Text for analysis:

■ ■ ■ ■ ■

Quinupristin/dalfopristin, or quinupristin-dalfopristin, (pronunciation: kwi NYOO pris tin / dal FOE pris tin) (trade name Synercid) is a combination of two antibiotics used to treat infections by staphylococci and by vancomycin-resistant Enterococcus faecium.

Quinupristin and dalfopristin are both streptogramin antibiotics, derived from pristinamycin. Quinupristin is derived from pristinamycin IA; dalfopristin from pristinamycin IIA. They are combined in a weight-to-weight ratio of 30% quinupristin to 70% dalfopristin.

Administration
Intravenous, usually 7.5 mg/kg every 8 hours (infections/life threatening VRSA); every 12 hours (skin infections).
No renal dosing adjustments, hepatic dosing adjustments are not defined, consider reducing dose.

Mechanism of action

Quinupristin and dalfopristin are protein synthesis inhibitors in a synergistic manner. While each of the two is only a bacteriostatic agent, the combination shows bactericidal activity.

■ ■ ■ ■ ■

Work instruction:
From the quinupristin/dalfopristin text above, write down word for word the passage between "Administration" and "consider reducing dose.", inclusive.

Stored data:
■ ■ ■ ■ ■

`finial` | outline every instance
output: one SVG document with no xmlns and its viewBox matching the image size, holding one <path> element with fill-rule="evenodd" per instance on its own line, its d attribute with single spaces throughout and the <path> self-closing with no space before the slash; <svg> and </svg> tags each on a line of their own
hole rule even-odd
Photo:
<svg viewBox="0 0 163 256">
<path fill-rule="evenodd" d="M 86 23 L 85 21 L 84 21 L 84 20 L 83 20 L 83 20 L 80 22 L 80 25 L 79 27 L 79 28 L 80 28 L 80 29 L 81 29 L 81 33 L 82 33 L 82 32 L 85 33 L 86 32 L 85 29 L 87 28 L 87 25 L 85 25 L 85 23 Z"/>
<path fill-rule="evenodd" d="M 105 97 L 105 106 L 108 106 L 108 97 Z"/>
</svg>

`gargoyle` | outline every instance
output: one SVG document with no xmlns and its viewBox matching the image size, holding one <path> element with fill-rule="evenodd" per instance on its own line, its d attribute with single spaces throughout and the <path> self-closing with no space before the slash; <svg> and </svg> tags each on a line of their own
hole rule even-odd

■ ■ ■ ■ ■

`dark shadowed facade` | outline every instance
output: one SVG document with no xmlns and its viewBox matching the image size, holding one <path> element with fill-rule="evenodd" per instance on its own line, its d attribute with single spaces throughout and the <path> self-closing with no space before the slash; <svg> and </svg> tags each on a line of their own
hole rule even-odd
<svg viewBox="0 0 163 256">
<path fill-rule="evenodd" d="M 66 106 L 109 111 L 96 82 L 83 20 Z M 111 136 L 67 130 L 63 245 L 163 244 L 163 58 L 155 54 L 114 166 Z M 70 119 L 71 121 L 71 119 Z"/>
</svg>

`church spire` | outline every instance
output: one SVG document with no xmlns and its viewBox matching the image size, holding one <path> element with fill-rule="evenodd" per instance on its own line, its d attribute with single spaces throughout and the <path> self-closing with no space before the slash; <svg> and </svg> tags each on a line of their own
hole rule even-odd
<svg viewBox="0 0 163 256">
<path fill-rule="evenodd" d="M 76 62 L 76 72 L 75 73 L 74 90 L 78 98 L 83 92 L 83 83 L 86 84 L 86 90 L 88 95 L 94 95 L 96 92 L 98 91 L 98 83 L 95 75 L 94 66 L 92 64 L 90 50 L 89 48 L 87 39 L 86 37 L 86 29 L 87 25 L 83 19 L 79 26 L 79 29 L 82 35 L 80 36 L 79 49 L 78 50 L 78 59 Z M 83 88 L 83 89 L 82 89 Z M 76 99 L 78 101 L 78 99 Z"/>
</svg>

■ ■ ■ ■ ■

Worked solution:
Administration
Intravenous, usually 7.5 mg/kg every 8 hours (infections/life threatening VRSA); every 12 hours (skin infections).
No renal dosing adjustments, hepatic dosing adjustments are not defined, consider reducing dose.